Records from a point labeling set

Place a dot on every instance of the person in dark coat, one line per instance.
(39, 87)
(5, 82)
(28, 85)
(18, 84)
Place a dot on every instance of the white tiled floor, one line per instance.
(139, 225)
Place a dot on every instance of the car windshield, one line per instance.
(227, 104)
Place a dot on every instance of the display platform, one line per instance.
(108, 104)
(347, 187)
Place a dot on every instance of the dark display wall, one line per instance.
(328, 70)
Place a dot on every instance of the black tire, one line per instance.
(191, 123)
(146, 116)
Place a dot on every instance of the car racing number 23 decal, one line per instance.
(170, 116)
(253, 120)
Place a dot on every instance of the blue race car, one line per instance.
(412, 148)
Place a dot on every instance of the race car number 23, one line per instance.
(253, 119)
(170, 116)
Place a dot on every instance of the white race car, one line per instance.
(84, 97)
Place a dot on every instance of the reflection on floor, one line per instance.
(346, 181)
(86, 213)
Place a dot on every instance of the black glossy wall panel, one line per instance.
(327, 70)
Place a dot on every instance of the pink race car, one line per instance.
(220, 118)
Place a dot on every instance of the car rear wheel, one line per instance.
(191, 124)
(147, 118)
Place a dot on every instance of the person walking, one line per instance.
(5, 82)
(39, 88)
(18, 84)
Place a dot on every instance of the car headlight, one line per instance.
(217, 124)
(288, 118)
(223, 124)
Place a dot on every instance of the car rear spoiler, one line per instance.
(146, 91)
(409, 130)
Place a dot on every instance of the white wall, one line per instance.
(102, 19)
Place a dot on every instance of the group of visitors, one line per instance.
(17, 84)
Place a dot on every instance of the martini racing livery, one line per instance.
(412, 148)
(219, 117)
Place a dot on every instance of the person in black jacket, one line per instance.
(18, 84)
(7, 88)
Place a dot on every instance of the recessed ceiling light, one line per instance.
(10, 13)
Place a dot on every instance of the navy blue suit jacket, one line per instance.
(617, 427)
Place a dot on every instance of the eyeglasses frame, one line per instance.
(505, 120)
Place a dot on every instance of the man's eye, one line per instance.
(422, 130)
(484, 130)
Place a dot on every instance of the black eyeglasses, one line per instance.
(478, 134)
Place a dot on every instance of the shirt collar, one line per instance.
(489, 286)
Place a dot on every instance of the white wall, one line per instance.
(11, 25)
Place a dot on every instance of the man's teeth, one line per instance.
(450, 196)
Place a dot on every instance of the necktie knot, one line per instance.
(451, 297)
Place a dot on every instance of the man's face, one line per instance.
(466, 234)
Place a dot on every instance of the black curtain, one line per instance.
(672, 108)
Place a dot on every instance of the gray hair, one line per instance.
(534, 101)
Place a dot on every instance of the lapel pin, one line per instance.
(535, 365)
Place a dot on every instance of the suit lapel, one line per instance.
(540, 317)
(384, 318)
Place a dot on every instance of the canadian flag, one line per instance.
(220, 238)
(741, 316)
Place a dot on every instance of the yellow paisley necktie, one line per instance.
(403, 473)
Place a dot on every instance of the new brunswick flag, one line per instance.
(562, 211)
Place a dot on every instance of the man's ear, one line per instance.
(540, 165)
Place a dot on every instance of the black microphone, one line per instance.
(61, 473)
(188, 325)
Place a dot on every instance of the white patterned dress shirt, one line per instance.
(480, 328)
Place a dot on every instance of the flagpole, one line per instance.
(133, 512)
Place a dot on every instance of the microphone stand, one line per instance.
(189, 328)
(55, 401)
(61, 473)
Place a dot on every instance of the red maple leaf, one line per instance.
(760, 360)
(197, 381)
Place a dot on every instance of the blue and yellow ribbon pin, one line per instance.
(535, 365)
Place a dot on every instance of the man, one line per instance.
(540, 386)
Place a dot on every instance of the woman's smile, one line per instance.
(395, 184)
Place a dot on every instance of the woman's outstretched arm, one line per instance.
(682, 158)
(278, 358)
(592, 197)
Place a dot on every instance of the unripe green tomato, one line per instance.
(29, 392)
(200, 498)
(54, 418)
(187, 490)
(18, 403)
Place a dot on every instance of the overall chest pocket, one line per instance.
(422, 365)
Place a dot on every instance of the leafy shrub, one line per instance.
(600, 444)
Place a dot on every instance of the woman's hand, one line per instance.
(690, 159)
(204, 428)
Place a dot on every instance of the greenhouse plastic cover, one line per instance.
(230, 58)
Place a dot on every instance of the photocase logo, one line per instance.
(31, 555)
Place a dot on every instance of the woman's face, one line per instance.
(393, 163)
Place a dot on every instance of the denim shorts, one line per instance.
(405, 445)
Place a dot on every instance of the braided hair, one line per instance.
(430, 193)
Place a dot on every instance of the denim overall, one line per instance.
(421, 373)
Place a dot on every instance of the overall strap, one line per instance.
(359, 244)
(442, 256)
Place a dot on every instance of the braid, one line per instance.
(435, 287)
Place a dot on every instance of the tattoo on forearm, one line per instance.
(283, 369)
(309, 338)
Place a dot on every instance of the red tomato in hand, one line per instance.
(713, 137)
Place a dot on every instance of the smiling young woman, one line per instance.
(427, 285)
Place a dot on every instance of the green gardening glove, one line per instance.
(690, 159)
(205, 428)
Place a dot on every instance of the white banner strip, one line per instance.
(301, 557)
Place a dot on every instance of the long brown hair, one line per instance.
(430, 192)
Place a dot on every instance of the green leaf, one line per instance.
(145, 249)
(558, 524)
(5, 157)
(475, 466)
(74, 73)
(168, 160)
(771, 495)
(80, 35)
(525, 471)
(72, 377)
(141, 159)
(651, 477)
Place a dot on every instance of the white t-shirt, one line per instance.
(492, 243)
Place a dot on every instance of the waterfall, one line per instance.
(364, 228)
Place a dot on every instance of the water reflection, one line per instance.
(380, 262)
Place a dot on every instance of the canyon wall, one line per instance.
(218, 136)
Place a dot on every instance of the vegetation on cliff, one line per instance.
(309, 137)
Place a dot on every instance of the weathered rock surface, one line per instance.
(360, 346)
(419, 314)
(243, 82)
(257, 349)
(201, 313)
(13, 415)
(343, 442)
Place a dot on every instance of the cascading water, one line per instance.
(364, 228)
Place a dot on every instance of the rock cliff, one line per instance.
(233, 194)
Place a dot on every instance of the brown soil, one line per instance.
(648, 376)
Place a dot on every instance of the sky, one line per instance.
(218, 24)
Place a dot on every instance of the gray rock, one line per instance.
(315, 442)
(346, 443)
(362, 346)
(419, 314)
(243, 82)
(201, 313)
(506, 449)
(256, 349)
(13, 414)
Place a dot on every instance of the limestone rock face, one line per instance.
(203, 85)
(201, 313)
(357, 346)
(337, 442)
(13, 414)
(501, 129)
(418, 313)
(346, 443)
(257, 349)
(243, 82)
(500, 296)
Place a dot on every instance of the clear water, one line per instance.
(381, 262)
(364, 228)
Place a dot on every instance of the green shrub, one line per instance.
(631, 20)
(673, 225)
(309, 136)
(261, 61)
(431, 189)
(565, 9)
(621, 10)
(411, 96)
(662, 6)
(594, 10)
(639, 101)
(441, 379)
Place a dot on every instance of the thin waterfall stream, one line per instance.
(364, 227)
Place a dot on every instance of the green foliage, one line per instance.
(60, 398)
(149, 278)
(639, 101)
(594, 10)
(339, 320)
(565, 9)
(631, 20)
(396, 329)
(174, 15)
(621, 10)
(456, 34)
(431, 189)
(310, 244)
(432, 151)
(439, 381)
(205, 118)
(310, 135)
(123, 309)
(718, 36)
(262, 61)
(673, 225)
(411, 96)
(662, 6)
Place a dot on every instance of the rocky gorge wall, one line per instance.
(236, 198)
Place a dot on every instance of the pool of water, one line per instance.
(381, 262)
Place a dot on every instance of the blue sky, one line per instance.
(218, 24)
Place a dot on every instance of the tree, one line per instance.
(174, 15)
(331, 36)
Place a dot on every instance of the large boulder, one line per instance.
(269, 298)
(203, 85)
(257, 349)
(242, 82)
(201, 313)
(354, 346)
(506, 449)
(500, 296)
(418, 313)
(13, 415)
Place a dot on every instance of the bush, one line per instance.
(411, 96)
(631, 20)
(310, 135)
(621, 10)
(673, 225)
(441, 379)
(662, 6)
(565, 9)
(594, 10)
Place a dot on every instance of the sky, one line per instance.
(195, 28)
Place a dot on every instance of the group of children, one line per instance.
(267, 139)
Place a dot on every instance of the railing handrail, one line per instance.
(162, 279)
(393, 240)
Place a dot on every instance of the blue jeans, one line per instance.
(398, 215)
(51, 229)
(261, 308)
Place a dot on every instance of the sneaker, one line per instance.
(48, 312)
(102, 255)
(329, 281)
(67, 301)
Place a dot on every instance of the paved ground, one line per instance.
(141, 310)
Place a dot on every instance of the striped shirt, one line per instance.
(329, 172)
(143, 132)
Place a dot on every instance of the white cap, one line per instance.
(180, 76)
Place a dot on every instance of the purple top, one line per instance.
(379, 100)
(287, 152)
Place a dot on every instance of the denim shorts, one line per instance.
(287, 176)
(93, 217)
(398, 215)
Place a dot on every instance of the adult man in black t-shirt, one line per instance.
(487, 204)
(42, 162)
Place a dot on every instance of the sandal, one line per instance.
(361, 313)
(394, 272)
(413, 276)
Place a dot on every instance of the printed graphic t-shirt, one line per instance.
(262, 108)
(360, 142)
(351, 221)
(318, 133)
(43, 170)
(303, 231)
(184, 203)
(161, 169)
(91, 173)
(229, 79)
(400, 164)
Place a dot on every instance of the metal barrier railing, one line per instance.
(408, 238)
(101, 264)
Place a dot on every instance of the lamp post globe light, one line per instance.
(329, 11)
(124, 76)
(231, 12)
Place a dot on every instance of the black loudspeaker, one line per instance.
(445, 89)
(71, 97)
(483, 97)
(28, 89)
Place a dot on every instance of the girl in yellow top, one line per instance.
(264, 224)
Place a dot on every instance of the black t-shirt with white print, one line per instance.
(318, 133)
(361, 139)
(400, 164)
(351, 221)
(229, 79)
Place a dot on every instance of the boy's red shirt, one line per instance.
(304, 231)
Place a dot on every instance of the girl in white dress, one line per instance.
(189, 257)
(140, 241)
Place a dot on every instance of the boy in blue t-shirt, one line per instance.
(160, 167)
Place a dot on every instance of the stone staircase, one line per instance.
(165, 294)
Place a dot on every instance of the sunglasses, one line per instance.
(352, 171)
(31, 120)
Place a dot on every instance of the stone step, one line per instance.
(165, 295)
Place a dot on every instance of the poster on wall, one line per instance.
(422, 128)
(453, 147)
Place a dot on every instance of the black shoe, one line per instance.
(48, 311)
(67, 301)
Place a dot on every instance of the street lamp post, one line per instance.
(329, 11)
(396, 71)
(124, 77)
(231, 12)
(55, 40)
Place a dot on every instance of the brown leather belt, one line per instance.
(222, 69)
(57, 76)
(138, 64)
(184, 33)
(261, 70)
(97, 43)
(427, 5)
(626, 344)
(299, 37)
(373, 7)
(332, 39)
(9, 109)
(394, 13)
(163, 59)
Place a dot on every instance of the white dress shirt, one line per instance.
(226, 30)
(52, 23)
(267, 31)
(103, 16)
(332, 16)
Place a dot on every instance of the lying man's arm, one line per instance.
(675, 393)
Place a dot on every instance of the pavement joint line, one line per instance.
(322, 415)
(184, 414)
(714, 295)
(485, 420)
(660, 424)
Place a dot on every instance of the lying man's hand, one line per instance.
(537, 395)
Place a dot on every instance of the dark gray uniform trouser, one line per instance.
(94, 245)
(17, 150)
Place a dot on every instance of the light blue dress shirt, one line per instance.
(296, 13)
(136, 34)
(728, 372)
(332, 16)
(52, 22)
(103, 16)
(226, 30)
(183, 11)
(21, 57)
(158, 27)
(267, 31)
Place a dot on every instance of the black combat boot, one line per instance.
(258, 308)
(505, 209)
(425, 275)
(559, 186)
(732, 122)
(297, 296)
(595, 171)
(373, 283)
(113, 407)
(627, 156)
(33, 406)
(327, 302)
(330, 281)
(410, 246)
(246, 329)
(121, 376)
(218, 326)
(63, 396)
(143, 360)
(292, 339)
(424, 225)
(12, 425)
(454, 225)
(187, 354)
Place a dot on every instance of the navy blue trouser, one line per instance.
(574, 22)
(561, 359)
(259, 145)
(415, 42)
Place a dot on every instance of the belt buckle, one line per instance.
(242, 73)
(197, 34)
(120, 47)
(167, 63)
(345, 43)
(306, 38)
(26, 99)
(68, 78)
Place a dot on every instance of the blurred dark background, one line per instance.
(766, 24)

**WORK TO COMPLETE**
Repeat the line that contains "Place a dot on every instance of the white dress", then every line after it until the records end, with nothing added.

**REPLY TO THE EXERCISE**
Place a dot on every instance of the white dress shirt, one line per instance.
(226, 30)
(52, 23)
(267, 31)
(103, 16)
(332, 16)
Place a dot on every instance of the lying man's arm, one line per instance.
(675, 393)
Place a dot on every instance of the pavement joint line, one line per instance.
(322, 415)
(184, 414)
(714, 295)
(485, 420)
(660, 424)
Place a dot on every instance of the lying man's hand, one line per instance.
(537, 395)
Place a dot on every instance of the dark gray uniform trouser, one line per instance.
(94, 245)
(17, 150)
Place a dot on every instance of the light blue dress shirt, one line per instance.
(296, 13)
(136, 34)
(728, 372)
(332, 16)
(52, 22)
(103, 16)
(226, 30)
(183, 11)
(21, 57)
(158, 27)
(267, 31)
Place a dot on every instance of the black combat boot, one line per instance.
(258, 308)
(505, 209)
(425, 275)
(559, 186)
(732, 122)
(297, 296)
(595, 171)
(373, 283)
(113, 407)
(627, 156)
(33, 406)
(327, 302)
(330, 281)
(410, 246)
(246, 329)
(121, 376)
(218, 326)
(63, 396)
(143, 360)
(292, 339)
(424, 225)
(12, 425)
(454, 225)
(187, 354)
Place a dot on every instance of the navy blue trouser, one line per instance.
(574, 22)
(561, 359)
(259, 145)
(415, 42)
Place a dot on every instance of the belt buckle, one line per instance.
(242, 73)
(197, 34)
(120, 47)
(167, 63)
(345, 43)
(306, 38)
(26, 99)
(68, 78)
Place a dot on every instance of the blurred dark background, one line per instance.
(766, 24)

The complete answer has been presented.